TASK GOAL -
Duplicate these lines without changing anything.

Shape boundary lines:
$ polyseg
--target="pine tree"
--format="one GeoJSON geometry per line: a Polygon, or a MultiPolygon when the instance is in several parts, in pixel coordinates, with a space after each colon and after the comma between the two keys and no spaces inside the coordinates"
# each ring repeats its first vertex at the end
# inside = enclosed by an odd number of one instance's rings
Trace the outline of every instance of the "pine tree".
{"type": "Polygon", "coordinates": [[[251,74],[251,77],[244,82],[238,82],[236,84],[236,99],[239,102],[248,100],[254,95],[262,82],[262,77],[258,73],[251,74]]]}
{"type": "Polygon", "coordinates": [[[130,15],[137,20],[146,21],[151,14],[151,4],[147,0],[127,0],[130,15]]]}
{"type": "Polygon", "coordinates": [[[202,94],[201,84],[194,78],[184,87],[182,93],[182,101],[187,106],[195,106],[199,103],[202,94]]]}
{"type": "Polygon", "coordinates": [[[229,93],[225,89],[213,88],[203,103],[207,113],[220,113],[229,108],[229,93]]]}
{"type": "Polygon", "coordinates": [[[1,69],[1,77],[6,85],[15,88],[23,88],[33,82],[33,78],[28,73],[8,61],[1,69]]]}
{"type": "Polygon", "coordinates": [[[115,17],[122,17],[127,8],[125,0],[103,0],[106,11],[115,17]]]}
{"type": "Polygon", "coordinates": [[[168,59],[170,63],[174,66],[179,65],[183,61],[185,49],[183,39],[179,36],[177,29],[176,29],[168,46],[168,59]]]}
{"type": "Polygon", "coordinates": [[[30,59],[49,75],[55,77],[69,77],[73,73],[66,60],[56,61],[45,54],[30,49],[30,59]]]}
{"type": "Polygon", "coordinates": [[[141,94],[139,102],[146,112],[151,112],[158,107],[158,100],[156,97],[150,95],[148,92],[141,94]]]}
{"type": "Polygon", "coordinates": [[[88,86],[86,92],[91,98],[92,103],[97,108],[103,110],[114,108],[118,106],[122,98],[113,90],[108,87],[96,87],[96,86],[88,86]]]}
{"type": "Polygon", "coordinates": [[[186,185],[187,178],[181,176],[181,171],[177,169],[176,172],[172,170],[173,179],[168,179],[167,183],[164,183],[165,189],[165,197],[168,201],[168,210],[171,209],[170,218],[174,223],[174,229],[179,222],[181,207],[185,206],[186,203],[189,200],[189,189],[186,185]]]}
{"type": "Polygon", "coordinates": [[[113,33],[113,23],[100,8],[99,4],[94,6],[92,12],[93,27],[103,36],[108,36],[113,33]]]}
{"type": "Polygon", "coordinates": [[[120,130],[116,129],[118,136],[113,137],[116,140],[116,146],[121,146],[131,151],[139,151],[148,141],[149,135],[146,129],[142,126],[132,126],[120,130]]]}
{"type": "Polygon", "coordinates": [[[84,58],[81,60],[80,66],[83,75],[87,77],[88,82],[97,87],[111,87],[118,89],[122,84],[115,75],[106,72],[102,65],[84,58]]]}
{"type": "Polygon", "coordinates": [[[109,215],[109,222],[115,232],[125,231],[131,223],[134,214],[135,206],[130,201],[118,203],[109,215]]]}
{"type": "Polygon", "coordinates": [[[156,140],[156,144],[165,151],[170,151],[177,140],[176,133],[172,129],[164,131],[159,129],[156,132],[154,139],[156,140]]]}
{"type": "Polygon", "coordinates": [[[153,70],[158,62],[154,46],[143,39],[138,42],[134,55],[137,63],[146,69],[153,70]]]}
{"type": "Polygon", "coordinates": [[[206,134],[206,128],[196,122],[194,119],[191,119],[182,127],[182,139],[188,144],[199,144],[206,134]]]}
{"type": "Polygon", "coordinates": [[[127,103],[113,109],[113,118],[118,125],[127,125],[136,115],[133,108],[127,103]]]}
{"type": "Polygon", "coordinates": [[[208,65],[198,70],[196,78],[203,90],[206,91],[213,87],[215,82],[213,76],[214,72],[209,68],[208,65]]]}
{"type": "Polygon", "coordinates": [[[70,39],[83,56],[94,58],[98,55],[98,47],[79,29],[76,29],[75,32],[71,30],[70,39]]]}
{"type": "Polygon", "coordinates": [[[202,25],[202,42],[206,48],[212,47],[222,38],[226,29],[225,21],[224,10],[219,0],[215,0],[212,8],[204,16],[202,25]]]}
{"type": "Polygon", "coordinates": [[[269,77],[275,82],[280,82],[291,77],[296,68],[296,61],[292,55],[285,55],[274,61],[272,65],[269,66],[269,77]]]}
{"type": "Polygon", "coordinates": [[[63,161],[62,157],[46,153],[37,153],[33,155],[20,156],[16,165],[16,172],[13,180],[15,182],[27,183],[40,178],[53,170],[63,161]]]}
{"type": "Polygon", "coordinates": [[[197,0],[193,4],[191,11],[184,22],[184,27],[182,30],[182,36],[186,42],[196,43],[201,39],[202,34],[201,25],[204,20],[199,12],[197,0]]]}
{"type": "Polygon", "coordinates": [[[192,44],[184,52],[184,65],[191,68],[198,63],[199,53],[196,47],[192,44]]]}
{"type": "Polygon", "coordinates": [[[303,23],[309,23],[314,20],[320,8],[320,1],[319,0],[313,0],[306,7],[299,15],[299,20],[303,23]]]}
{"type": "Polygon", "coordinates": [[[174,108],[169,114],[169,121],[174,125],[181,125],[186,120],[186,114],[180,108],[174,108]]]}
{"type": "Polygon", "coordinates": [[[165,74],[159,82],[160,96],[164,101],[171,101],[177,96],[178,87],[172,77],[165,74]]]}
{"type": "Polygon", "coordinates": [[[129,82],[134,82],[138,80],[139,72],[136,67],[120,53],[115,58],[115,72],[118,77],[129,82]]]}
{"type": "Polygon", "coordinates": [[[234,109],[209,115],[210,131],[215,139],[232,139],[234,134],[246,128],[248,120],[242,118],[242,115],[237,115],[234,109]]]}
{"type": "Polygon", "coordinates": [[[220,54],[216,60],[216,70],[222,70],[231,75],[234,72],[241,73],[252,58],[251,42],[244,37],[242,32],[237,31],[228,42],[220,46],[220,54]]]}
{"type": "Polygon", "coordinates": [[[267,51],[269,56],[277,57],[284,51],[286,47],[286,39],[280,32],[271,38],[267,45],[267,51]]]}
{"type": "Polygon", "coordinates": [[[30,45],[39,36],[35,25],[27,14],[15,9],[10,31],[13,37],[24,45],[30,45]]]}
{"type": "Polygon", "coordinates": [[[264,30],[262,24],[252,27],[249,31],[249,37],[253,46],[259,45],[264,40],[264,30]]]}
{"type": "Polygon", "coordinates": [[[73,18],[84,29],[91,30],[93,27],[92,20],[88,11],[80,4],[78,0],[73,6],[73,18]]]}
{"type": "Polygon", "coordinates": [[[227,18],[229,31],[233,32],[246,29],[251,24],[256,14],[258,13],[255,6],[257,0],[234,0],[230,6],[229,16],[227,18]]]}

THE ANSWER -
$ polyseg
--target="pine tree"
--format="one GeoJSON geometry per line: a Polygon, or a MultiPolygon when the instance is in several parts, in pixel coordinates, with a space after each colon and after the comma between the two keys and no spaces inside the coordinates"
# each ring repeats its first vertex at the end
# inside = enclosed by an odd number of one instance's rings
Trace the outline of every instance of the "pine tree".
{"type": "Polygon", "coordinates": [[[251,74],[251,77],[244,82],[238,82],[236,84],[236,99],[239,102],[248,100],[254,95],[262,82],[262,77],[258,73],[251,74]]]}
{"type": "Polygon", "coordinates": [[[130,15],[137,20],[146,21],[151,14],[151,4],[147,0],[127,0],[130,15]]]}
{"type": "Polygon", "coordinates": [[[202,94],[201,84],[194,78],[184,87],[182,93],[182,101],[187,106],[195,106],[199,103],[202,94]]]}
{"type": "Polygon", "coordinates": [[[229,93],[225,89],[213,88],[203,103],[207,113],[220,113],[229,108],[229,93]]]}
{"type": "Polygon", "coordinates": [[[1,69],[1,77],[6,85],[15,88],[23,88],[33,82],[33,78],[28,73],[8,61],[1,69]]]}
{"type": "Polygon", "coordinates": [[[115,17],[122,17],[127,8],[125,0],[103,0],[106,11],[115,17]]]}
{"type": "Polygon", "coordinates": [[[168,59],[170,63],[174,66],[179,65],[183,61],[185,49],[183,39],[179,36],[177,29],[176,29],[168,46],[168,59]]]}
{"type": "Polygon", "coordinates": [[[30,59],[49,75],[55,77],[69,77],[73,73],[66,60],[56,61],[45,54],[30,49],[30,59]]]}
{"type": "Polygon", "coordinates": [[[141,94],[139,102],[146,112],[151,112],[158,107],[158,100],[156,97],[150,95],[148,92],[141,94]]]}
{"type": "Polygon", "coordinates": [[[88,86],[86,92],[91,98],[92,103],[97,108],[103,110],[114,108],[118,106],[122,98],[113,90],[108,87],[96,87],[96,86],[88,86]]]}
{"type": "Polygon", "coordinates": [[[186,185],[187,178],[181,176],[181,171],[177,169],[176,172],[172,170],[173,179],[168,179],[167,183],[164,183],[165,189],[165,197],[168,201],[168,210],[171,209],[170,218],[174,223],[174,229],[179,222],[181,207],[185,206],[186,203],[189,200],[189,189],[186,185]]]}
{"type": "Polygon", "coordinates": [[[113,33],[113,23],[100,8],[99,4],[94,6],[92,12],[93,27],[103,36],[108,36],[113,33]]]}
{"type": "Polygon", "coordinates": [[[120,130],[116,129],[118,136],[113,137],[116,140],[116,146],[121,146],[131,151],[139,151],[148,141],[149,135],[146,129],[142,126],[132,126],[120,130]]]}
{"type": "Polygon", "coordinates": [[[84,58],[81,60],[80,66],[83,75],[87,77],[88,82],[97,87],[111,87],[118,89],[122,84],[115,75],[106,72],[102,65],[84,58]]]}
{"type": "Polygon", "coordinates": [[[109,215],[109,222],[115,232],[125,231],[131,223],[134,214],[135,206],[130,201],[118,203],[109,215]]]}
{"type": "Polygon", "coordinates": [[[156,140],[156,144],[165,151],[170,151],[177,140],[176,133],[172,129],[164,131],[159,129],[156,132],[154,139],[156,140]]]}
{"type": "Polygon", "coordinates": [[[153,70],[158,62],[154,46],[143,39],[138,42],[134,55],[137,63],[146,69],[153,70]]]}
{"type": "Polygon", "coordinates": [[[206,134],[206,128],[196,122],[194,119],[191,119],[182,127],[182,139],[188,144],[199,144],[206,134]]]}
{"type": "Polygon", "coordinates": [[[127,103],[113,109],[113,118],[118,125],[127,125],[136,115],[133,108],[127,103]]]}
{"type": "Polygon", "coordinates": [[[208,65],[198,70],[196,78],[203,90],[206,91],[213,87],[215,82],[213,76],[214,72],[209,68],[208,65]]]}
{"type": "Polygon", "coordinates": [[[70,39],[83,56],[94,58],[98,55],[98,47],[79,29],[76,29],[75,32],[71,30],[70,39]]]}
{"type": "Polygon", "coordinates": [[[202,25],[202,42],[206,48],[212,47],[222,38],[226,29],[225,21],[224,10],[219,0],[215,0],[212,8],[204,16],[202,25]]]}
{"type": "Polygon", "coordinates": [[[269,77],[275,82],[280,82],[291,77],[296,68],[296,61],[292,55],[285,55],[274,61],[272,65],[269,66],[269,77]]]}
{"type": "Polygon", "coordinates": [[[63,161],[62,157],[46,153],[37,153],[33,155],[20,156],[16,165],[16,172],[13,180],[15,182],[27,183],[40,178],[53,170],[63,161]]]}
{"type": "Polygon", "coordinates": [[[197,0],[193,4],[191,11],[184,22],[184,27],[182,30],[182,36],[186,42],[196,43],[201,39],[202,34],[201,25],[204,20],[199,12],[197,0]]]}
{"type": "Polygon", "coordinates": [[[192,44],[184,52],[184,65],[191,68],[198,63],[199,53],[196,47],[192,44]]]}
{"type": "Polygon", "coordinates": [[[303,23],[309,23],[314,20],[320,8],[320,1],[319,0],[313,0],[306,7],[299,15],[299,20],[303,23]]]}
{"type": "Polygon", "coordinates": [[[174,108],[169,114],[169,121],[174,125],[181,125],[186,120],[186,114],[180,108],[174,108]]]}
{"type": "Polygon", "coordinates": [[[165,74],[159,82],[160,96],[164,101],[171,101],[177,96],[178,87],[172,77],[165,74]]]}
{"type": "Polygon", "coordinates": [[[129,82],[134,82],[138,80],[139,72],[136,67],[120,53],[115,58],[115,72],[118,77],[129,82]]]}
{"type": "Polygon", "coordinates": [[[234,109],[209,115],[210,131],[215,139],[232,139],[234,134],[246,128],[248,120],[242,118],[242,115],[237,115],[234,109]]]}
{"type": "Polygon", "coordinates": [[[220,54],[216,60],[216,70],[222,70],[231,75],[234,72],[241,73],[252,58],[251,42],[244,37],[242,32],[237,31],[228,42],[220,46],[220,54]]]}
{"type": "Polygon", "coordinates": [[[267,51],[269,56],[277,57],[284,51],[286,47],[286,39],[280,32],[271,38],[267,45],[267,51]]]}
{"type": "Polygon", "coordinates": [[[30,45],[39,36],[35,25],[27,14],[15,9],[10,31],[13,37],[24,45],[30,45]]]}
{"type": "Polygon", "coordinates": [[[264,30],[262,24],[252,27],[249,31],[249,37],[253,46],[259,45],[264,40],[264,30]]]}
{"type": "Polygon", "coordinates": [[[73,18],[84,29],[91,30],[93,27],[92,20],[88,11],[80,4],[78,0],[73,6],[73,18]]]}
{"type": "Polygon", "coordinates": [[[227,18],[229,31],[233,32],[246,29],[251,24],[256,14],[258,13],[255,6],[257,0],[234,0],[230,6],[229,16],[227,18]]]}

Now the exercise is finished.